Point-per-instance localization data:
········
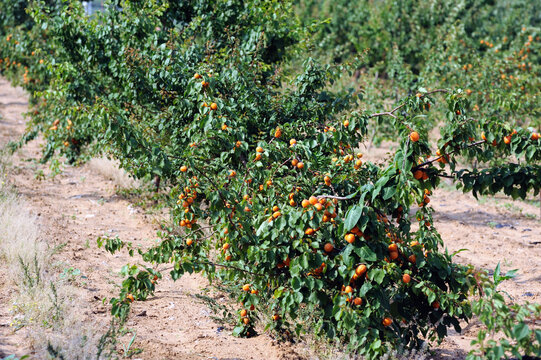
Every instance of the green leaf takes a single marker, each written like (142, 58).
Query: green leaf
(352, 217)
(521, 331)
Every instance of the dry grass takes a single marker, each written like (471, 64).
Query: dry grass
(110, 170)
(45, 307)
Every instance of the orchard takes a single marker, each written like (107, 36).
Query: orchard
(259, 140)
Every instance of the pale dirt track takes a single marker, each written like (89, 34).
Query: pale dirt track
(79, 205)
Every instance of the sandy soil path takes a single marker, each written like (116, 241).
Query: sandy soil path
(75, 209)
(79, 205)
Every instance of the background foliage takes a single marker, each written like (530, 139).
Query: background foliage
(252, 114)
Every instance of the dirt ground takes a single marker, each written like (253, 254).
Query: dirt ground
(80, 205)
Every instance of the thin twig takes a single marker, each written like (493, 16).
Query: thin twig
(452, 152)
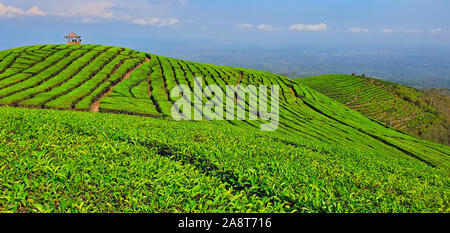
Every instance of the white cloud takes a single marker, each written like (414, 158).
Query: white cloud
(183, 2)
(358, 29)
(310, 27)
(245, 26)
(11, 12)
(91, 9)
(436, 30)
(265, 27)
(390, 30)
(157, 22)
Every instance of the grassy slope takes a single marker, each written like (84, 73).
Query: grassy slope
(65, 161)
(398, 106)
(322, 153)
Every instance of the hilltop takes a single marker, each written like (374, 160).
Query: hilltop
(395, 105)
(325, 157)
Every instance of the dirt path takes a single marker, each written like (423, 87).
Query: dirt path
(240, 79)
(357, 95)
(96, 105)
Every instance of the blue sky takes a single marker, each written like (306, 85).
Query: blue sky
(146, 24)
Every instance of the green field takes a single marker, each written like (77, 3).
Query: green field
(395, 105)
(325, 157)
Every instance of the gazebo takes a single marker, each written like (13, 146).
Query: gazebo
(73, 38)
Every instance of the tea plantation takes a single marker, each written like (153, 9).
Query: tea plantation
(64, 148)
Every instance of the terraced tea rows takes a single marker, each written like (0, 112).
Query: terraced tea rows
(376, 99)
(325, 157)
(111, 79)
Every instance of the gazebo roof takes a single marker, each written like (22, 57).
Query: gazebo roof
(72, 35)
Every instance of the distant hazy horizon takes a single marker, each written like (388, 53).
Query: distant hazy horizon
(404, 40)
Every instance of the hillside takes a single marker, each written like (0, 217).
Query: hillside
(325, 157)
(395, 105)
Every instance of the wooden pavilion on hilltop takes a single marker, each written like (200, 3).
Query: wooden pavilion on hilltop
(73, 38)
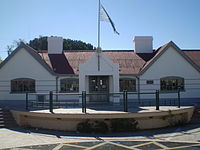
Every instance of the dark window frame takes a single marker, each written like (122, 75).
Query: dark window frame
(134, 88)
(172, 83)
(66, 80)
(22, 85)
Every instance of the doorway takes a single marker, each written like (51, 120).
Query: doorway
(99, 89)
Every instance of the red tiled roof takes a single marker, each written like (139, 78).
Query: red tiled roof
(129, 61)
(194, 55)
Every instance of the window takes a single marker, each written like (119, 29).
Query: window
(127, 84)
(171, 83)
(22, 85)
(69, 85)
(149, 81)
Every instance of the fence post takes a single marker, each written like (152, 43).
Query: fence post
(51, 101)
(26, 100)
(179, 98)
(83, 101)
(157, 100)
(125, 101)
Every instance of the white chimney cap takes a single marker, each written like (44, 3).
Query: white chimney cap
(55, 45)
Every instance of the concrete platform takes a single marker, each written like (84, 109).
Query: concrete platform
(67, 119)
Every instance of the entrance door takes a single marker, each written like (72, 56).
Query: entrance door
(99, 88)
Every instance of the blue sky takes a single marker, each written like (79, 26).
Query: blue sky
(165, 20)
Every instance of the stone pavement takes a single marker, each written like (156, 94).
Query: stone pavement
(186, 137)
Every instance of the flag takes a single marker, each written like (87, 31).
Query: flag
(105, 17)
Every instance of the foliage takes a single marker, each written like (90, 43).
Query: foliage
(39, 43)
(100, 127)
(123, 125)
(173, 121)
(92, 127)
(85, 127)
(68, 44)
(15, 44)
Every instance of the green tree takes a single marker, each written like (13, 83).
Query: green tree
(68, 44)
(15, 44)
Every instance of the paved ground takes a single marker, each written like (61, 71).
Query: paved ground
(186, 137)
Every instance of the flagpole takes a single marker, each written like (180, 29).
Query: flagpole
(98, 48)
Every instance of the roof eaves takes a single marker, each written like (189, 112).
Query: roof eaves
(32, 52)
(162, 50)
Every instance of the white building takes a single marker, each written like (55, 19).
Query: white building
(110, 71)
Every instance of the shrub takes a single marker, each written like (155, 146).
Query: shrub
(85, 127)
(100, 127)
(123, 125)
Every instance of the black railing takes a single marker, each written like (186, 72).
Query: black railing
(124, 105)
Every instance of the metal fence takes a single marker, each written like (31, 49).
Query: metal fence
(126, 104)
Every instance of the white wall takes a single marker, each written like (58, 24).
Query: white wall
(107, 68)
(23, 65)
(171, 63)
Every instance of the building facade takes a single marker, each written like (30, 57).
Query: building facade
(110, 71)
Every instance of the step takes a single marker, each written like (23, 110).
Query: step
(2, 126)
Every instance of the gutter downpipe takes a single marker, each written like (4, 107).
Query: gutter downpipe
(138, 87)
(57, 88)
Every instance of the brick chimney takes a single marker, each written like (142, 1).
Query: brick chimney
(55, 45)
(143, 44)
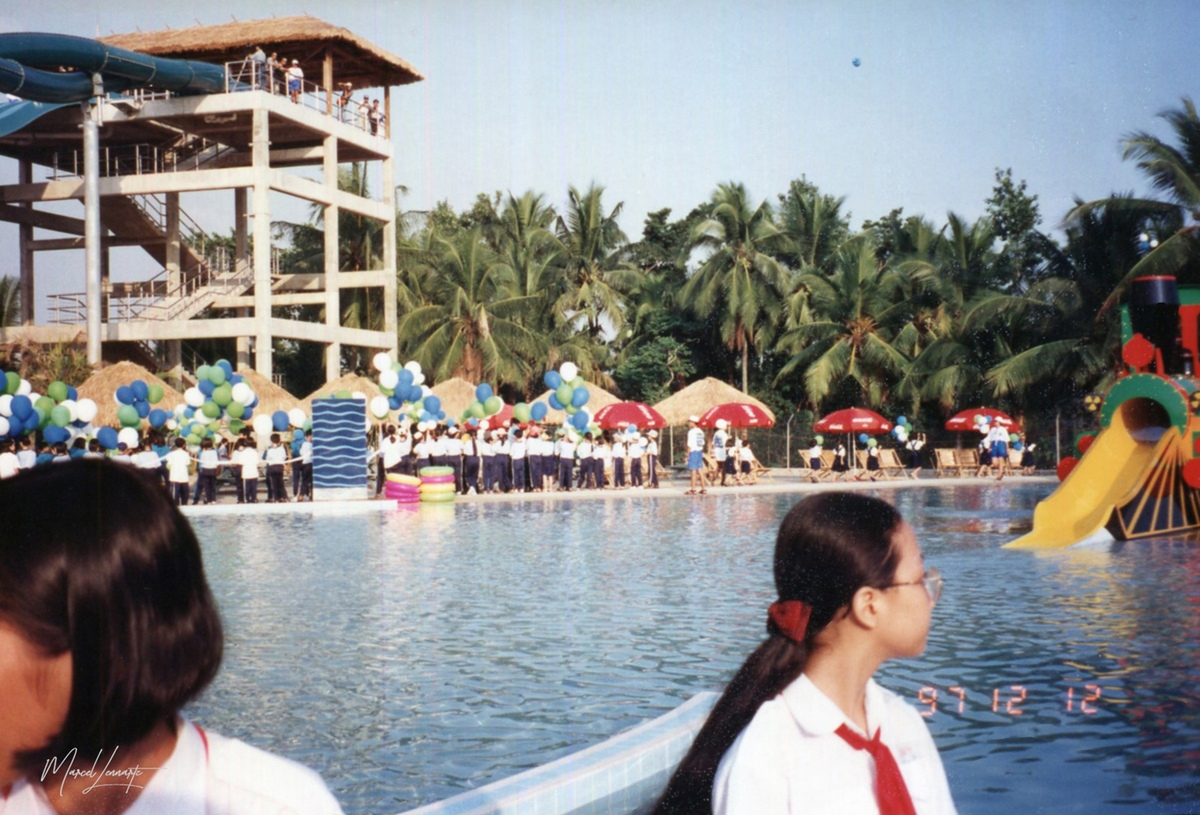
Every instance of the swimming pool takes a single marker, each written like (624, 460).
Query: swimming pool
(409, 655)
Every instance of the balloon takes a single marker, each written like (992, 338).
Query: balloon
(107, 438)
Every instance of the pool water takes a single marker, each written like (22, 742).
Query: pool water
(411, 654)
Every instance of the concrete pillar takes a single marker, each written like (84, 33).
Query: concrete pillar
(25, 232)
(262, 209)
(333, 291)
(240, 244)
········
EXERCISE DESCRIPTION:
From the first line to the last, repeat the data above exactly and leave the pictures out.

EXERCISE RESPONSE:
Every instance of the green leaf takes a single marker, each written like (142, 58).
Query: green leaf
(352, 217)
(521, 331)
Every instance of the dry grass takes a single marker, each written like (471, 64).
Query: dry grass
(110, 170)
(45, 307)
Every instance of the orchard takes a single marker, each written like (107, 36).
Query: orchard
(259, 140)
Every instance of the pale dirt track takes a single marker, each written like (89, 34).
Query: pale dirt track
(79, 205)
Every instance of the sandy soil path takes a single marker, each written like (116, 241).
Query: sandy soil path
(75, 209)
(79, 205)
Every instance of the background foliage takes a single marker, each written like (530, 139).
Query: background foliage
(252, 114)
Every instance of the dirt ground takes a single marker, each written like (253, 254).
Query: dirt ground
(80, 205)
Every instance of the thin twig takes a single marker, each written like (493, 16).
Query: thin twig
(452, 152)
Every instance of the white cloud takes a single marker, each written like (414, 158).
Query: white cloud
(183, 2)
(358, 29)
(310, 27)
(245, 26)
(11, 12)
(91, 9)
(436, 30)
(265, 27)
(390, 30)
(157, 22)
Every instance of the grassy slope takes a single marker, each written like (84, 73).
Query: grassy slope
(65, 161)
(398, 106)
(322, 153)
Every instance of the hilltop takes a single marker, each written like (374, 160).
Query: hilltop
(395, 105)
(325, 157)
Every instance of the dirt path takes a single marker, each written like (423, 87).
Query: dirt path
(240, 79)
(357, 95)
(96, 105)
Every instance of the blue sky takes a single marker, each written like (306, 85).
Query: blue sky
(146, 24)
Every instance of the green field takes a single marker, each written like (77, 3).
Query: green field
(395, 105)
(325, 157)
Every instance of the gazebo takes a single marker, each written like (13, 146).
Query: gazebo
(73, 38)
Every instance of the tea plantation takes a single marker, each written like (153, 9).
Query: tea plantation
(64, 148)
Every instance of the terraced tea rows takes a single marker, each written like (0, 112).
Query: terraced tea rows
(376, 99)
(325, 157)
(111, 79)
Every instance of the gazebo roof takes a single marker, each written like (22, 57).
Query: gazebo roof
(72, 35)
Every instance of the distant hazy horizon takes a single marker, each written like (388, 53).
Query: distant hazy horizon
(404, 40)
Every instance of the hillside takes a single marker, each written like (0, 217).
Query: hillside
(325, 157)
(395, 105)
Every instance of the wooden pavilion on hilltop takes a single marker, each written like (200, 3).
Query: wooden pavilion on hilltop
(73, 38)
Every instance of the dark window frame takes a single marker, each written like (122, 75).
Query: dark window frame
(134, 88)
(172, 83)
(66, 80)
(22, 85)
Every instance of the doorway takes a single marker, each written like (51, 120).
Query: doorway
(99, 89)
Every instance of the red tiled roof takes a single marker, each written like (139, 78).
Query: red tiled roof
(129, 61)
(194, 55)
Every instance of the window takes a single marker, each written like (119, 29).
Query: window
(127, 84)
(171, 83)
(22, 85)
(69, 85)
(149, 81)
Every instance of the fence post takes a single marker, each written like (152, 43).
Query: fence post
(51, 101)
(26, 100)
(179, 98)
(83, 101)
(157, 100)
(125, 101)
Every instance of the white chimney cap takes a single marker, each written like (44, 3).
Query: white chimney cap
(55, 45)
Every instance of the concrete platform takes a single marker, each written like (84, 109).
Query: concrete platform
(67, 119)
Every instance of the entrance door takes a single marker, each written like (72, 56).
Query: entrance door
(99, 88)
Every instance of the blue sky takes a single marker, each written like (79, 26).
Query: blue sky
(165, 20)
Every instance of the stone pavement takes a single marker, each written like (156, 94).
Query: stone pavement
(186, 137)
Every instance of the flag takes a single marker, each written like (87, 31).
Query: flag
(105, 17)
Every instance of the foliage takes a single marker, each written like (90, 43).
Query: foliage
(39, 43)
(100, 127)
(123, 125)
(173, 121)
(92, 127)
(85, 127)
(68, 44)
(15, 44)
Every instance of the green tree takes a single marker, each written like (13, 83).
Query: green tree
(68, 44)
(15, 44)
Every instance of the paved ground takes a single marker, each written like (61, 71).
Query: paved ground
(186, 137)
Every instance of the flagpole takes a single marker, each written like (180, 29).
Query: flagpole
(98, 48)
Every instance of the roof eaves takes a single marker, each written like (189, 112).
Query: roof eaves
(32, 52)
(162, 50)
Every instance of the white building takes a single marker, each written like (55, 19).
Query: white building
(110, 71)
Every instance of the shrub takes a single marker, each written like (155, 146).
Query: shrub
(85, 127)
(100, 127)
(123, 125)
Every instance of the black railing takes a single marker, each written like (186, 72).
Query: black railing
(124, 105)
Every instance of the metal fence takes a single marker, each written like (31, 49).
Query: metal fence
(126, 104)
Every instance of the white wall takes a single marker, each written like (58, 24).
Query: white wall
(107, 68)
(23, 65)
(171, 63)
Every instance of the building facade takes a single marker, each written like (30, 57).
Query: building facade
(110, 71)
Every instance of the step takes a single marker, each written like (23, 110).
Query: step
(2, 126)
Every instance of the gutter downpipe takes a single marker, each written like (4, 107).
Query: gutter downpipe
(138, 87)
(57, 88)
Every instance of the brick chimney takes a single marker, each written like (142, 1).
Query: brick chimney
(55, 45)
(143, 44)
Every instance of the swimming pool takes a single marker, each written like (624, 460).
Query: swimming pool
(409, 655)
Every instance of the balloon takes a single marker, each written like (992, 338).
Query: balloon
(107, 438)
Every instance of the pool water takes a single marker, each written like (22, 742).
Query: pool water
(411, 654)
Every instance of the concrete pillar takes a single marker, each written like (84, 33).
Query: concrete pillar
(25, 232)
(262, 209)
(333, 291)
(240, 244)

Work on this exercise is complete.